**WORK INSTRUCTIONS**
Print the records below verbatim.

═══ DATA RECORDS

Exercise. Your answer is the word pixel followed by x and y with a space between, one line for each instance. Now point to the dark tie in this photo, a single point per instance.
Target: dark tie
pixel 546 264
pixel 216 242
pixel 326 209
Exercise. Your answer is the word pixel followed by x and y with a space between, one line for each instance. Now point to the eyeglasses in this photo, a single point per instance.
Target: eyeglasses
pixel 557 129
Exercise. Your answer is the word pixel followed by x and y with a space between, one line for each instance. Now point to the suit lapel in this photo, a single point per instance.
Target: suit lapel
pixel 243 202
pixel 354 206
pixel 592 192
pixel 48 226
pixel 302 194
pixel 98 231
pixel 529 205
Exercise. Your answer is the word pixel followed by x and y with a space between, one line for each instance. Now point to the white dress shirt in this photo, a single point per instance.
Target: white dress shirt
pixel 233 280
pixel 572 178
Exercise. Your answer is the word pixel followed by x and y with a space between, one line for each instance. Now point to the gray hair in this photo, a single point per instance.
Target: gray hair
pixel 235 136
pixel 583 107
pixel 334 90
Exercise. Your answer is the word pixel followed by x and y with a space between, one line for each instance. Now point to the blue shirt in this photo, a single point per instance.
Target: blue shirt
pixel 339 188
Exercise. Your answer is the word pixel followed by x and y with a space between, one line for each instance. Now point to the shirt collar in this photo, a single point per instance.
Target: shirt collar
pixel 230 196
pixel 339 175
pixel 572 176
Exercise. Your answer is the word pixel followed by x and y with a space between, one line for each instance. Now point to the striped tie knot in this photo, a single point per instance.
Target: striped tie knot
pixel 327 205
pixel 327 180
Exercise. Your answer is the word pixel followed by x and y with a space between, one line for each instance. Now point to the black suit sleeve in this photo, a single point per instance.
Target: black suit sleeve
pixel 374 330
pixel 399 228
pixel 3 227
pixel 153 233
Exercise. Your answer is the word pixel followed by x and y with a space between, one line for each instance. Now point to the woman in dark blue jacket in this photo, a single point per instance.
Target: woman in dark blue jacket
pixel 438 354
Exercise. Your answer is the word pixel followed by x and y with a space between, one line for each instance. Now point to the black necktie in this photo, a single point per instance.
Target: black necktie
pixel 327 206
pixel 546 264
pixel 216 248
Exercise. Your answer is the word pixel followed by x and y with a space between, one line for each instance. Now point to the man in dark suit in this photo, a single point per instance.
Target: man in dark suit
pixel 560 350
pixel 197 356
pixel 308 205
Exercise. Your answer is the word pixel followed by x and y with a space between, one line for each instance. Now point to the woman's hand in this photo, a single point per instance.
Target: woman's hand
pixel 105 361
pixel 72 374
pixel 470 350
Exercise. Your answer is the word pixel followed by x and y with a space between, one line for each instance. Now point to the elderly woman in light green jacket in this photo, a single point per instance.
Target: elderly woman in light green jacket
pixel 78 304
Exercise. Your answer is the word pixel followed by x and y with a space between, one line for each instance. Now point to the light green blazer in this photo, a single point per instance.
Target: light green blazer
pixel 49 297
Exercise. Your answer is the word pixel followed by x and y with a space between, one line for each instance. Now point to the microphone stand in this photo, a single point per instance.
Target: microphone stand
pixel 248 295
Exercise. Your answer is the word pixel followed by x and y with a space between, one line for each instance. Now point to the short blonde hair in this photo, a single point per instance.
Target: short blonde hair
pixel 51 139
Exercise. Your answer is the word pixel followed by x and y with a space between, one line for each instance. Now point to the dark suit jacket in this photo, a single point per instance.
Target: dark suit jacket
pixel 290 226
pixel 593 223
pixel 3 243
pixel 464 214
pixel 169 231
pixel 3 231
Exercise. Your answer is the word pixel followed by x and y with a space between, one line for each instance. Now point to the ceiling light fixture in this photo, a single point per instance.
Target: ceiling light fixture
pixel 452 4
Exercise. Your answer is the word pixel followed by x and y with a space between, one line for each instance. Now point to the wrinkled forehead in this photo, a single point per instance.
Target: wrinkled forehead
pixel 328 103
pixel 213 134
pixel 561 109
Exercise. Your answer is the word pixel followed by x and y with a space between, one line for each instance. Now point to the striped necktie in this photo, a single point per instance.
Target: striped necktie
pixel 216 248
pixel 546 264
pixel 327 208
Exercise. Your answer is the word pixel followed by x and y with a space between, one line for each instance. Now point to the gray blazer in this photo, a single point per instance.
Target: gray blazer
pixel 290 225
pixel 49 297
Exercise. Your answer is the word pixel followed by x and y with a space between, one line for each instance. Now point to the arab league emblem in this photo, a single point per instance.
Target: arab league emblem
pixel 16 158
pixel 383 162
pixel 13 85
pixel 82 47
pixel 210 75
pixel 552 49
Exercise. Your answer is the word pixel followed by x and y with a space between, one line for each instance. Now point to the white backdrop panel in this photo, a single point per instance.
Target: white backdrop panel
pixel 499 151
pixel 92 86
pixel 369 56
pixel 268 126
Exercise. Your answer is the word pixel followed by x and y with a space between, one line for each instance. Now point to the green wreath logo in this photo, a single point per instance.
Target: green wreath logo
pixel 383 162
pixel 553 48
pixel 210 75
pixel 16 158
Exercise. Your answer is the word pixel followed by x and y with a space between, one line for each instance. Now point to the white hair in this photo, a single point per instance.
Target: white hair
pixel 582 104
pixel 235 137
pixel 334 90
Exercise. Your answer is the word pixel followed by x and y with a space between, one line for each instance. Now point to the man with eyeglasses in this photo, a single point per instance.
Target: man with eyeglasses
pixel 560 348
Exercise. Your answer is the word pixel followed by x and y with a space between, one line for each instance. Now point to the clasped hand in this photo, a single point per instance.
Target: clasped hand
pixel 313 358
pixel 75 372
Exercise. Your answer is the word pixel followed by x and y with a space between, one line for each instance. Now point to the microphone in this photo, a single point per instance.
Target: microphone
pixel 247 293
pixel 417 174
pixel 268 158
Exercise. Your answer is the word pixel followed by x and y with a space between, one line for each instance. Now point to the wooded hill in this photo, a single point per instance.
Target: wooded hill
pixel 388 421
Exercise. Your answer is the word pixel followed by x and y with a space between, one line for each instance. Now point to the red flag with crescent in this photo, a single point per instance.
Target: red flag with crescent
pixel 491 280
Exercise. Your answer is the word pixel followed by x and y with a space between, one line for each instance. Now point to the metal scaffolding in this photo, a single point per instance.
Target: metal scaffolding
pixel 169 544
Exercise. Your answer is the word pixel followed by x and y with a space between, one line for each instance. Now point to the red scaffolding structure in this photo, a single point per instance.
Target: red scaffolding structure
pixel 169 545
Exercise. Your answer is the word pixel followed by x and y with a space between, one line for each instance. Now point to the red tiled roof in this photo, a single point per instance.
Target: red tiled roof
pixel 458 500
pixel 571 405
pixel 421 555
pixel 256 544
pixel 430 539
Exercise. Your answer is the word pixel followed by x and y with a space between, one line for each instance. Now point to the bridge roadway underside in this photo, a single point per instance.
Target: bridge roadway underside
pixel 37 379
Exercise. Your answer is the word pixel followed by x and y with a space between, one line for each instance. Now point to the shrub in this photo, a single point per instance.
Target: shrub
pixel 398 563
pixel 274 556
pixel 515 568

══════

**TASK SOLUTION**
Exercise. Your answer is the word pixel followed by x and y with a space between, one line for each instance. Now point to the dark tie in this photo, a single point per instance.
Target: dark tie
pixel 546 264
pixel 216 242
pixel 326 209
Exercise. Your answer is the word pixel followed by x and y with a space between, one line for each instance. Now point to the eyeglasses in this photo, a single point per instance.
Target: eyeglasses
pixel 557 129
Exercise. Your answer is the word pixel followed by x and y with a space between, one line for each instance. Now point to the suit lapel in this photo, a single point per instance.
Target: suit lapel
pixel 243 202
pixel 354 206
pixel 592 192
pixel 48 226
pixel 302 194
pixel 98 231
pixel 529 205
Exercise. Your answer is the word pixel followed by x and y with a space between, one line for each instance. Now point to the white dress shirt in this photo, a single point per instance.
Target: white dress shirt
pixel 233 280
pixel 572 178
Exercise. Your answer is the word pixel followed by x and y with a space between, one line for each instance. Now point to the gray hair in this photo, a single point per instance.
Target: gray hair
pixel 235 136
pixel 583 107
pixel 334 90
Exercise. Your answer is the word pixel followed by x and y with a space between, one line for each instance. Now point to the blue shirt in this photo, a single point per instance.
Target: blue shirt
pixel 339 188
Exercise. Your answer is the word pixel followed by x and y with a space between, one line for each instance. Now point to the shirt collar in this photo, a single point per instance.
Target: shirt collar
pixel 230 196
pixel 339 175
pixel 572 176
Exercise. Your answer is the word pixel followed by x and y with a space between, one line for each instance. Now point to the striped tie knot in this photo, a single point per instance.
Target: striped tie knot
pixel 327 205
pixel 327 180
Exercise. Your answer is the word pixel followed by x and y with a space between, one line for each instance. Now point to the black suit sleeve in this photo, a single point per instance.
Target: black suit sleeve
pixel 374 330
pixel 399 228
pixel 3 227
pixel 153 233
Exercise. Your answer is the word pixel followed by x and y with a space between, one line for each instance. Now point to the woman in dark blue jacket in this photo, a single point per instance.
Target: woman in dark blue jacket
pixel 438 354
Exercise. Your answer is the word pixel followed by x and y with a space between, one line for each instance. Now point to the black necktie in this photo, a single point per instance.
Target: black necktie
pixel 327 206
pixel 546 264
pixel 216 248
Exercise. Your answer is the word pixel followed by x and y with a space between, one line for each instance. Now point to the man in dark suit in this photo, a single point per instance.
Target: man in dark suit
pixel 560 350
pixel 197 356
pixel 308 205
Exercise. Your answer is the word pixel followed by x and y with a space between, one line for each instance. Now point to the woman's hand in this photo, a single point per instance.
Target: woman's hand
pixel 105 361
pixel 72 374
pixel 470 350
Exercise. Your answer is the word pixel followed by x and y with a space between, one line for each instance. Now point to the elderly woman in light green jacket in this photo, a single point per instance.
Target: elderly woman in light green jacket
pixel 78 304
Exercise. Your answer is the word pixel followed by x and y with a space between, one line for each instance. Now point to the light green blazer in this photo, a single point per instance.
Target: light green blazer
pixel 49 297
Exercise. Your answer is the word pixel followed by x and y with a space between, one line for each instance. Now point to the microphone stand in this photo, a single point per instance.
Target: microphone stand
pixel 248 295
Exercise. Your answer is the word pixel followed by x and y with a space between, one line for each instance. Now point to the short blonde hair in this photo, a single point per instance.
Target: short blonde hair
pixel 51 139
Exercise. Your answer is the word pixel followed by x and y with a space between, one line for each instance. Now point to the dark suit jacket in this photo, a single point per instance.
Target: dark suit jacket
pixel 290 226
pixel 593 223
pixel 3 243
pixel 464 214
pixel 169 231
pixel 3 231
Exercise. Your answer is the word pixel followed by x and y with a space between, one line for each instance. Now point to the ceiling light fixture in this photo, a single point per instance.
Target: ceiling light fixture
pixel 452 4
Exercise. Your answer is the word pixel followed by x and y with a space between, one line for each instance. Now point to the wrinkled forehead in this photo, a single point per instance.
Target: wrinkled forehead
pixel 328 103
pixel 213 134
pixel 561 109
Exercise. Your answer is the word pixel followed by x and y with a space between, one line for each instance. Now point to the striped necktie in this photo, a single point per instance.
Target: striped necktie
pixel 216 248
pixel 546 264
pixel 327 208
Exercise. Your answer is the word pixel followed by x and y with a space between, one line for each instance. Now point to the gray blazer in this photo, a single point per instance.
Target: gray blazer
pixel 290 225
pixel 49 297
Exercise. Your answer is the word pixel followed by x and y with a space between, one line for each instance. Now point to the arab league emblem in this photo, a single point per instance.
Target: arab league emblem
pixel 16 158
pixel 383 162
pixel 13 85
pixel 82 47
pixel 210 75
pixel 552 49
Exercise. Your answer is the word pixel followed by x and y with a space between, one line for each instance. Now point to the white backdrop panel in this photo, a single point per instance.
Target: white backdrop panel
pixel 499 151
pixel 92 86
pixel 369 56
pixel 268 126
Exercise. Your answer is the word pixel followed by x and y with a space between, one line for each instance. Now point to the green wreath logo in this photo, a single point per instance.
Target: green wreath logo
pixel 383 162
pixel 553 48
pixel 210 75
pixel 16 158
Exercise. Your answer is the word pixel followed by x and y with a space between, one line for each instance. Now point to the white hair in this photo, a single point per instance.
Target: white hair
pixel 582 104
pixel 235 137
pixel 334 90
Exercise. Your answer is the word pixel followed by x and y with a space between, one line for each instance. Now point to the man with eyeglasses in this photo, a single point per instance.
Target: man with eyeglasses
pixel 560 348
Exercise. Your answer is the word pixel followed by x and y with a space between, one line for each instance. Now point to the clasped hand in this photo, a single point per instance.
Target: clasped hand
pixel 313 358
pixel 75 372
Exercise. Your answer is the word pixel followed by x and y with a space between, one line for each instance. Now point to the microphone in this photo, a single point per instance.
Target: microphone
pixel 247 293
pixel 417 174
pixel 268 158
Exercise. Your answer is the word pixel followed by x and y with a space between, one line for each instance. Now point to the wooded hill in this photo, a single point per instance.
Target: wooded hill
pixel 388 421
Exercise. Your answer is the word pixel followed by x and y with a space between, one line for each instance. Now point to the red flag with crescent in this photo, a single point per instance.
Target: red flag with crescent
pixel 491 280
Exercise. Your answer is the word pixel followed by x and y with a space between, one line for each instance. Now point to the metal scaffolding in this photo, a single point per instance.
Target: metal scaffolding
pixel 169 544
Exercise. Your answer is the word pixel followed by x and y with a space between, one line for each instance. Now point to the red scaffolding structure in this photo, a single point per instance.
Target: red scaffolding structure
pixel 169 545
Exercise. Your answer is the word pixel followed by x and y with a space between, one line for each instance. Now point to the red tiled roof in this photo, a single point per instance.
Target: red tiled roof
pixel 458 500
pixel 571 405
pixel 421 555
pixel 256 544
pixel 430 539
Exercise. Your answer is the word pixel followed by x and y with a space between, one line for each instance. Now point to the bridge roadway underside in this photo, a single point per instance.
Target: bridge roadway underside
pixel 37 379
Exercise. Your answer is the word pixel followed by x and y with a space between, one line for each instance. Now point to the shrub in this photo, a single point per instance.
Target: shrub
pixel 398 563
pixel 274 556
pixel 515 568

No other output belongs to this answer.